R. K. Narayan (1906—2001) witnessed nearly a century of change in his native India and captured it in fiction of uncommon warmth and vibrancy. In The Dark Room, Narayan’s portrait of aggrieved domesticity, the docile and obedient Savitri, like many Malgudi women, is torn between submitting to her husband’s humiliations and trying to escape them. Written during British rule, this novel brings colonial India into intimate focus through the narrative gifts of this master of literary realism.
__________
- **Task requirements**
• A. According to the passage on R. K. Narayan, during what period was The Dark Room written?
• B. Duplicate a portion of the passage on R. K. Narayan, beginning at the words "R. K. Narayan" and stopping after "of literary realism.".
None of the entries has any bearing on this work.

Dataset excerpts
__________
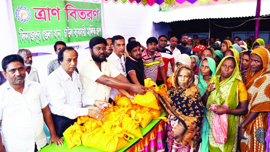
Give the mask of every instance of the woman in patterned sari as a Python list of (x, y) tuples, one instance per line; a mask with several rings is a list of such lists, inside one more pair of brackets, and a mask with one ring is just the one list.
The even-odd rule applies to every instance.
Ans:
[[(206, 117), (209, 123), (210, 152), (236, 151), (239, 116), (245, 114), (247, 109), (247, 90), (241, 81), (237, 63), (235, 58), (231, 56), (222, 59), (202, 98), (207, 109), (210, 110), (207, 112)], [(216, 105), (209, 109), (212, 104)], [(229, 109), (221, 108), (222, 105), (228, 106)], [(214, 113), (219, 115), (228, 114), (228, 139), (225, 144), (216, 143), (214, 139), (212, 126)]]
[[(270, 111), (270, 54), (267, 49), (258, 48), (251, 52), (246, 82), (248, 111), (241, 117), (239, 129), (241, 151), (264, 151)], [(247, 137), (244, 136), (245, 131)]]
[(200, 140), (203, 105), (194, 74), (187, 65), (178, 66), (174, 74), (175, 85), (162, 98), (151, 91), (169, 115), (167, 138), (170, 152), (196, 151)]

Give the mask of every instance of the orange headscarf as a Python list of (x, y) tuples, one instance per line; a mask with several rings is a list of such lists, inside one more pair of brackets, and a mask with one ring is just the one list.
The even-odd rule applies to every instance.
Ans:
[(246, 82), (247, 90), (253, 84), (252, 82), (254, 80), (259, 77), (263, 73), (269, 70), (267, 69), (267, 65), (269, 65), (269, 61), (270, 60), (270, 58), (269, 58), (269, 52), (268, 50), (263, 48), (257, 48), (251, 52), (250, 55), (253, 53), (256, 54), (261, 58), (262, 61), (263, 68), (256, 73), (254, 74), (254, 72), (252, 72), (250, 70), (250, 67), (248, 68), (248, 69), (247, 70), (247, 76)]

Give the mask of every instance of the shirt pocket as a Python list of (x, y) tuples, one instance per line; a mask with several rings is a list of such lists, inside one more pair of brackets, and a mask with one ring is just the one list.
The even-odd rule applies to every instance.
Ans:
[(41, 113), (41, 106), (39, 98), (34, 98), (29, 101), (28, 108), (31, 113)]

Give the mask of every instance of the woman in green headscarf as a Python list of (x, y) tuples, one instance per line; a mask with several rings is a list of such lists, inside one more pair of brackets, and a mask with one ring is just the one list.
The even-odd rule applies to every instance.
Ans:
__________
- **Solution set**
• A. It was written during British rule.

• B.
R. K. Narayan (1906—2001) witnessed nearly a century of change in his native India and captured it in fiction of uncommon warmth and vibrancy. In The Dark Room, Narayan’s portrait of aggrieved domesticity, the docile and obedient Savitri, like many Malgudi women, is torn between submitting to her husband’s humiliations and trying to escape them. Written during British rule, this novel brings colonial India into intimate focus through the narrative gifts of this master of literary realism.